**Exercise objective**: Between the line containing "Target: camouflage pattern jacket" and the line containing "Target: black umbrella" lies a run of lines; give that run again exactly, with both of those lines, and nothing else from the entries below.

(Provided information begins)

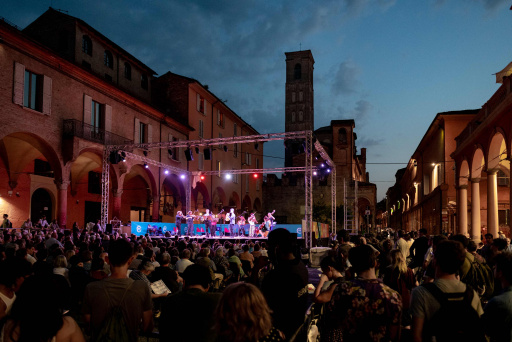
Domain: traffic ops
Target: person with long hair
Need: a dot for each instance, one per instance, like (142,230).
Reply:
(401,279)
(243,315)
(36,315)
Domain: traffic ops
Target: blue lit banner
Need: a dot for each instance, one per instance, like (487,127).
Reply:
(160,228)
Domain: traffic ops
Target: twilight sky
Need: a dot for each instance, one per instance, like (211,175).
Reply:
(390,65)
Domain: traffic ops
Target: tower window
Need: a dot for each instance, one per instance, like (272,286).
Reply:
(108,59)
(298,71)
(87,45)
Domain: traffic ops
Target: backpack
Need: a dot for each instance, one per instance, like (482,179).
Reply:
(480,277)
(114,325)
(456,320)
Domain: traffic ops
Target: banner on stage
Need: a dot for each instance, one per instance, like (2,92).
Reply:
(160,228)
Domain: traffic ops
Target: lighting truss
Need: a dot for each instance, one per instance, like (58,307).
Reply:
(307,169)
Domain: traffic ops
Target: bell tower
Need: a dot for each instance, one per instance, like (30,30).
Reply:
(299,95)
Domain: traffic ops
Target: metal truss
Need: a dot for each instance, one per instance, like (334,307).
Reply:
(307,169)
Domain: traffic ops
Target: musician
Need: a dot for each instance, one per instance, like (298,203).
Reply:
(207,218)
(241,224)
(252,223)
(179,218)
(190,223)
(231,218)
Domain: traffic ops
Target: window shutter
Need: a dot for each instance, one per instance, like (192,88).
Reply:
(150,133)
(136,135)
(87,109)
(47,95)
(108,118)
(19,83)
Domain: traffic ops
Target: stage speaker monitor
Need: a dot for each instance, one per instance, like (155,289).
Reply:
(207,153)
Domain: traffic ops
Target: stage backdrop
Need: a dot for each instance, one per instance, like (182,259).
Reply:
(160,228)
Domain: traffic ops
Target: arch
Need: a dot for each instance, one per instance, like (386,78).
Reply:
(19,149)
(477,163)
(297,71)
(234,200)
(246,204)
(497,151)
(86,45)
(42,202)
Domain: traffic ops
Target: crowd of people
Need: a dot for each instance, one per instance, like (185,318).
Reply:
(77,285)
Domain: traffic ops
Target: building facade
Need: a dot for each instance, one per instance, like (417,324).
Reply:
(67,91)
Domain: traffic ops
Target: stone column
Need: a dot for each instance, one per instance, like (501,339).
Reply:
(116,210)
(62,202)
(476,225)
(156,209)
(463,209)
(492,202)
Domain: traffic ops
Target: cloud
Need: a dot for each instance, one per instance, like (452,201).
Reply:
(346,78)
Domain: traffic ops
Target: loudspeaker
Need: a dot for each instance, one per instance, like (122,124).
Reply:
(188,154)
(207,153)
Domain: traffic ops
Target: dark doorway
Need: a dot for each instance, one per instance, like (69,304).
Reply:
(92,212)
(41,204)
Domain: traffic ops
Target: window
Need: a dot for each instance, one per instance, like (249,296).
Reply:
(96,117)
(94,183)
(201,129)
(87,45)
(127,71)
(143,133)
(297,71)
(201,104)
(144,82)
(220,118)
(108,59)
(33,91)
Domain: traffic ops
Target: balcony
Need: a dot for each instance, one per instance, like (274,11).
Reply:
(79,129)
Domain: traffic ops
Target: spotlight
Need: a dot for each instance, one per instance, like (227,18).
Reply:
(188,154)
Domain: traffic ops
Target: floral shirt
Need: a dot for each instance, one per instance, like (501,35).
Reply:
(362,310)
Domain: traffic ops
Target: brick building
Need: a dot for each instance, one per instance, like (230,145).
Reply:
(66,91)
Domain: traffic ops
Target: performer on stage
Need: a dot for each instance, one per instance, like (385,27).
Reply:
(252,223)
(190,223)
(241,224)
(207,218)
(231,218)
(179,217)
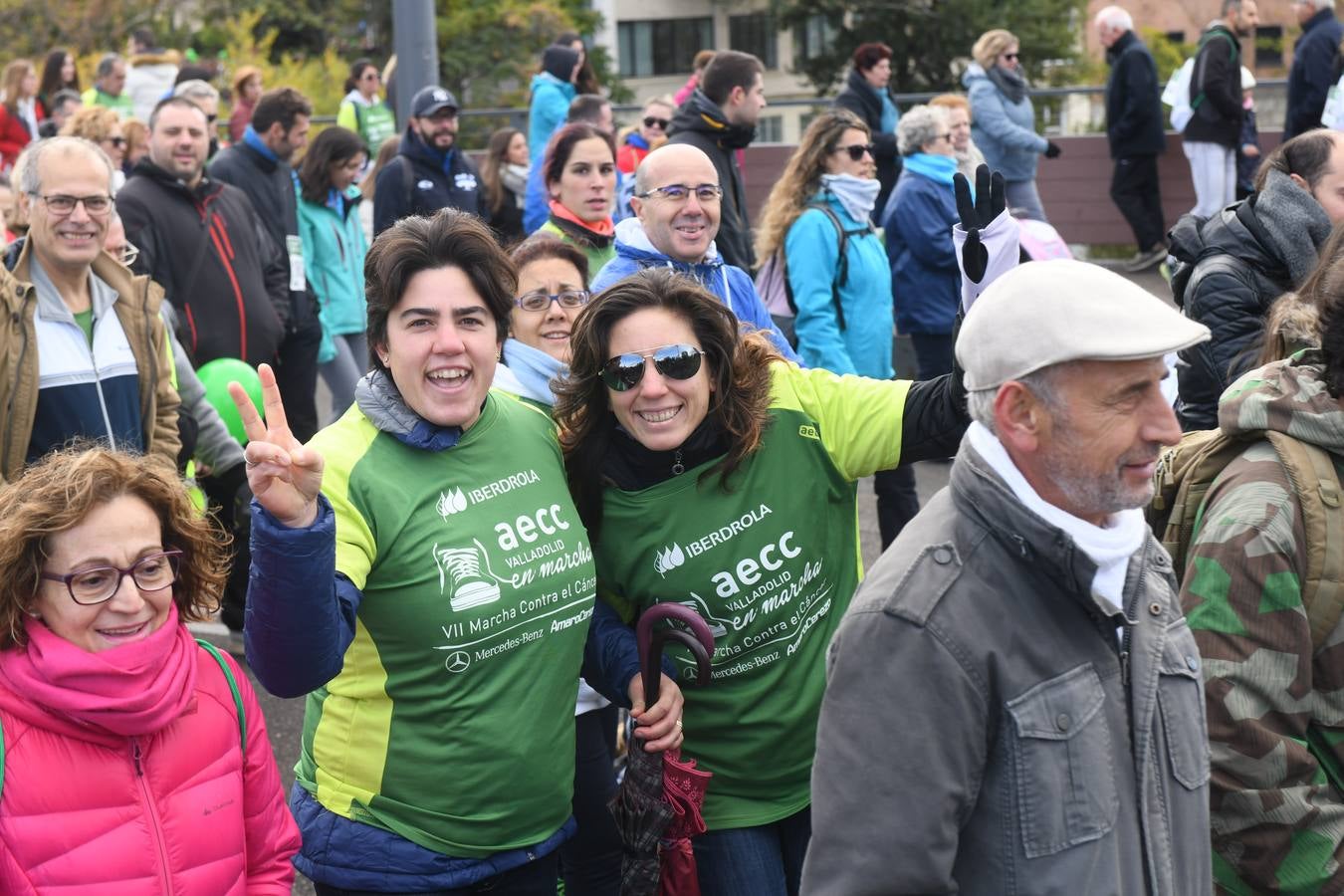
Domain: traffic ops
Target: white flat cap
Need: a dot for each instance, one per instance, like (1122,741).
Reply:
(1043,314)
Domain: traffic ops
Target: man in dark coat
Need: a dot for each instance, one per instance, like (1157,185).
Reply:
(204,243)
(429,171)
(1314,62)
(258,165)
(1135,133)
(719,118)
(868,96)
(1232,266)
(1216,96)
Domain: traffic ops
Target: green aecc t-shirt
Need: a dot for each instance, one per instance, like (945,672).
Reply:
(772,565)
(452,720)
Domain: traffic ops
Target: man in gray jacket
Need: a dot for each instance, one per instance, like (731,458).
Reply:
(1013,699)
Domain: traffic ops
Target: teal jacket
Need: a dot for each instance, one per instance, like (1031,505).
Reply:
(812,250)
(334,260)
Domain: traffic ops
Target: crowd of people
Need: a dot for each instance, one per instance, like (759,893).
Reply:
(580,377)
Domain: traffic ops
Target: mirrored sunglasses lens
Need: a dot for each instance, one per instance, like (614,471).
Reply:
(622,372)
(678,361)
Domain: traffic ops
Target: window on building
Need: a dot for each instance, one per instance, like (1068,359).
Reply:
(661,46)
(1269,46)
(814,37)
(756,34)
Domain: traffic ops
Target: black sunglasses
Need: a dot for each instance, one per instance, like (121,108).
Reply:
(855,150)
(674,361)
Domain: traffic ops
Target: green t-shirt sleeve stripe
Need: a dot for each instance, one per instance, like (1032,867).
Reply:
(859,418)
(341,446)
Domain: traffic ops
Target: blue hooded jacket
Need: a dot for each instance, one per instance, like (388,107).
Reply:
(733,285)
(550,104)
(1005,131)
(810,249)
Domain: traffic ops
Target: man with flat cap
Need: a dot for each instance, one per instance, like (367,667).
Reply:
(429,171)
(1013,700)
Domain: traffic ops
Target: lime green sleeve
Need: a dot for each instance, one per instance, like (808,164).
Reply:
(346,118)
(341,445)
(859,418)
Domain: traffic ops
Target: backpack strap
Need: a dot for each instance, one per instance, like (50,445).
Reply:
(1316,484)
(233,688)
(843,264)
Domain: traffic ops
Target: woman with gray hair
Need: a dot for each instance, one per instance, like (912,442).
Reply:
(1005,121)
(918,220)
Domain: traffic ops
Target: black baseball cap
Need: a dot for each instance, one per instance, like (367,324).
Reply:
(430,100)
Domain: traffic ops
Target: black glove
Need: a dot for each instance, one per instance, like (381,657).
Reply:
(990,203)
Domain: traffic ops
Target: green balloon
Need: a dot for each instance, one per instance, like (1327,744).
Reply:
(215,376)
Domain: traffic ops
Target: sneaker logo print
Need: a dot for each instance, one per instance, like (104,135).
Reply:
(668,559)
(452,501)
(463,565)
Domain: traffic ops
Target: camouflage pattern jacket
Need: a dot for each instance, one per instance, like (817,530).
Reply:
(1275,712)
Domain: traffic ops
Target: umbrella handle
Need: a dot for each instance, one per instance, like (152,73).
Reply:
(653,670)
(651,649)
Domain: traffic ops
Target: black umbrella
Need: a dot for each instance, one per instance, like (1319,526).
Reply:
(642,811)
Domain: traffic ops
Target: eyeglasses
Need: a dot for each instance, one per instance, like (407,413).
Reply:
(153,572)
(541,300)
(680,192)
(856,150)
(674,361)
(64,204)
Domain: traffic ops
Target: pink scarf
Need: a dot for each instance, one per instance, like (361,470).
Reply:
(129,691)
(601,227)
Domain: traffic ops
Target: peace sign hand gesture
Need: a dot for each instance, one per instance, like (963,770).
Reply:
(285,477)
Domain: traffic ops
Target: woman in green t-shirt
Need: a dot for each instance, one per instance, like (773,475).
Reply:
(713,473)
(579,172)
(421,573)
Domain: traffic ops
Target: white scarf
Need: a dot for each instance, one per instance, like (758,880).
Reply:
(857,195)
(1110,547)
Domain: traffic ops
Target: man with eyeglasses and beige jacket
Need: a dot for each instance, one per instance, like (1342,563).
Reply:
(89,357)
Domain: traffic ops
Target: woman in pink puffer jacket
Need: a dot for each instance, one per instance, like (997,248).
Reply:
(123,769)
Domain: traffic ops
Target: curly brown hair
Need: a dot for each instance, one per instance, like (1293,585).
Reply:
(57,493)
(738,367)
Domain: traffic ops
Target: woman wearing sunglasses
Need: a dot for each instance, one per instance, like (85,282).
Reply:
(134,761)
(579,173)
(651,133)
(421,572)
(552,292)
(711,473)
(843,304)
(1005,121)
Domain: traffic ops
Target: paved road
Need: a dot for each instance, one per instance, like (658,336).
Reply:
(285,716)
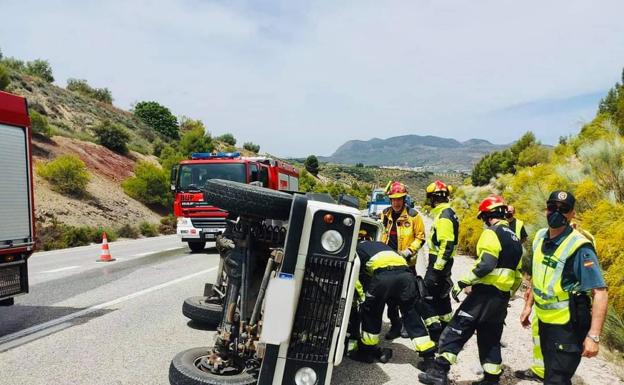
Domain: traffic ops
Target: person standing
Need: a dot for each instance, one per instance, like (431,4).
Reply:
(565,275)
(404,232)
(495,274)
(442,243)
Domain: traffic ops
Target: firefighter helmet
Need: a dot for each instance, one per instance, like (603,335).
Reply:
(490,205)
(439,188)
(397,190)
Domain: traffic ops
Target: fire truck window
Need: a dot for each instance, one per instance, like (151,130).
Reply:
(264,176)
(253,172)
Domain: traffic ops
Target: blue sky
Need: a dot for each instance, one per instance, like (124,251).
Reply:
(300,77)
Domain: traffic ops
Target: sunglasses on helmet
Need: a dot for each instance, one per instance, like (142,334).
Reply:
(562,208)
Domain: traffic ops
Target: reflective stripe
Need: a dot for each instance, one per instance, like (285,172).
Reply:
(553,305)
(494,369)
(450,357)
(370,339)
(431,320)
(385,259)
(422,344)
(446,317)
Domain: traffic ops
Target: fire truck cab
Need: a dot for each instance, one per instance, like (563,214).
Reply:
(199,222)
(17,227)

(Provided information ends)

**Task answer**:
Target: camouflage pattern jacket
Need: a dot for each instance, one per instance, like (817,530).
Reply:
(1275,712)
Domain: traffic ops
Target: umbrella handle
Need: a dot for each instance, one per instance, like (152,73).
Reply:
(653,670)
(651,649)
Domain: traffic ops
Target: black umbrella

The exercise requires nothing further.